● YOUR GOAL
Although the entries contain pictures, your copy should hold only their exact text.

(TASK INPUTS begins)

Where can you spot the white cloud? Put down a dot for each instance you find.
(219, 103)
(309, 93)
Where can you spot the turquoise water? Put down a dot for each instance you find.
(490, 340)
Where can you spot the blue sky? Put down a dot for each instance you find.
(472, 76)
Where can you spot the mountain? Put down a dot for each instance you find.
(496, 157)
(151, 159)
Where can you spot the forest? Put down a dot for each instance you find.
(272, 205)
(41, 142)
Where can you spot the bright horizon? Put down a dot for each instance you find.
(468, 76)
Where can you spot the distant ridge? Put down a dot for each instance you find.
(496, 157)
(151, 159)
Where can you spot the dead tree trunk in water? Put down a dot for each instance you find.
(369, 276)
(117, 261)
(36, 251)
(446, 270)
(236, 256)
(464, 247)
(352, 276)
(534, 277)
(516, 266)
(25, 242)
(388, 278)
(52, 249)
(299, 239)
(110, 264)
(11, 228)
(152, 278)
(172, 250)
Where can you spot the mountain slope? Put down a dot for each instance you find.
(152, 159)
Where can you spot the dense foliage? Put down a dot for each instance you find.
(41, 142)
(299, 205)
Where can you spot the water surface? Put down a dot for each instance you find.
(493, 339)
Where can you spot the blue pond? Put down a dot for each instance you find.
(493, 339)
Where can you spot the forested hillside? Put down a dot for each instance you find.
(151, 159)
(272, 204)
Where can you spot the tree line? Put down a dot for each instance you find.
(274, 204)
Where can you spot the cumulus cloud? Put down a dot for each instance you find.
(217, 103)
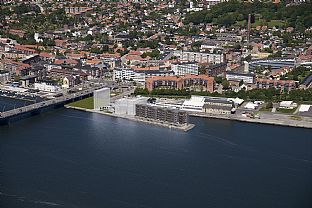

(TASK INPUTS ends)

● SOLUTION TO THIS PROBLEM
Where can you spot the white cloud? Put down a dot for each instance you find.
(219, 103)
(309, 93)
Where can you spot the turquoise water? Put down a dot for each instance you find.
(490, 340)
Where can you spot the blue sky? Put down a dot for each instance you find.
(472, 76)
Where can you spot the mountain? Put down a dot for each instance you find.
(496, 157)
(151, 159)
Where can you spot the forest? Put down a dot for each instance you find.
(272, 205)
(41, 142)
Where can you spot the bright horizon? Put down a dot for each instance you find.
(468, 76)
Where can you spot the distant ridge? Put down a dot for each instance you find.
(496, 157)
(151, 159)
Where can you spot the dead tree trunk in water? Put down a dot for each instance you find.
(369, 276)
(117, 261)
(36, 251)
(446, 270)
(236, 256)
(464, 247)
(352, 276)
(534, 277)
(516, 266)
(25, 242)
(388, 278)
(52, 249)
(299, 239)
(110, 264)
(11, 228)
(152, 278)
(172, 250)
Where can you spot the mountain slope? Put down a dot for each instance you find.
(152, 159)
Where can you spot the dense foliage? Put down a dot for each instance you find.
(41, 142)
(299, 205)
Where can you spot the water surface? Put down a dot for each instance you find.
(493, 339)
Where can you spot the blue pond? Put down a dot for each instance you find.
(493, 339)
Where can you spot the forested hillside? Put down a dot for each instance you find.
(151, 159)
(272, 204)
Where can you spot the tree line? Put down a dot for each instance you find.
(274, 204)
Where can you spot the cumulus cloud? Put down a dot for each instance you find.
(217, 103)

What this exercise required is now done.